--- begin ---
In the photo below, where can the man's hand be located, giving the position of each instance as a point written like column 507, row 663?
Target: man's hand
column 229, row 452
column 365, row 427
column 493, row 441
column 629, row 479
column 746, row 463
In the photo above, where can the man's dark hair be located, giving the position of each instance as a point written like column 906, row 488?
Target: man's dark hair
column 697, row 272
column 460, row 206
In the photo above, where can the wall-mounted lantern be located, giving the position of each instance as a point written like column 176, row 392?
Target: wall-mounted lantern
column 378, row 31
--- end ---
--- begin ---
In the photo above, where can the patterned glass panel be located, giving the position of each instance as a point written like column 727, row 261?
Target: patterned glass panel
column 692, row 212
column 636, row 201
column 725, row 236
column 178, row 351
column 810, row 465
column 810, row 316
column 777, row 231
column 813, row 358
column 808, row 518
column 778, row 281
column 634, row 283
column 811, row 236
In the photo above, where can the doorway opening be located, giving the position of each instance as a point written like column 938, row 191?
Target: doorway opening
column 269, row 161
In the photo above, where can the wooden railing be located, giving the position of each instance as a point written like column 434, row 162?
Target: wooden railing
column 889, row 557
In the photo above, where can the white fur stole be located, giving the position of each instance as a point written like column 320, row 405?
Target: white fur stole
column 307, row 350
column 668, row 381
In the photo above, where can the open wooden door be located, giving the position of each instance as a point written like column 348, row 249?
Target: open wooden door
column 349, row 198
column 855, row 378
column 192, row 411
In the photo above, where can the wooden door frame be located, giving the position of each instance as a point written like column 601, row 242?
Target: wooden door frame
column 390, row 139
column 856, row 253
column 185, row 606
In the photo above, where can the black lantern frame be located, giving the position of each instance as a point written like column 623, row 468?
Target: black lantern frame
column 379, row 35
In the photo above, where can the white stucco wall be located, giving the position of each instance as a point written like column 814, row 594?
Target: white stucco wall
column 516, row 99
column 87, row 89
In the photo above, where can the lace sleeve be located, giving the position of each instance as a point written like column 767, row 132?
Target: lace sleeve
--- end ---
Task statement: Please reproduce the lines of the listing starting at the line containing "In the photo above, where can the white stucco" and ending at the line containing "Target: lace sleeve", both included.

Answer to this exercise:
In the photo above, where can the white stucco wall be located, giving the position of each instance as a point written like column 814, row 594?
Target: white stucco wall
column 516, row 99
column 87, row 89
In the photo above, where can the lace sleeve be located, giving the position of each instance as a point written like column 767, row 132?
Target: lace sleeve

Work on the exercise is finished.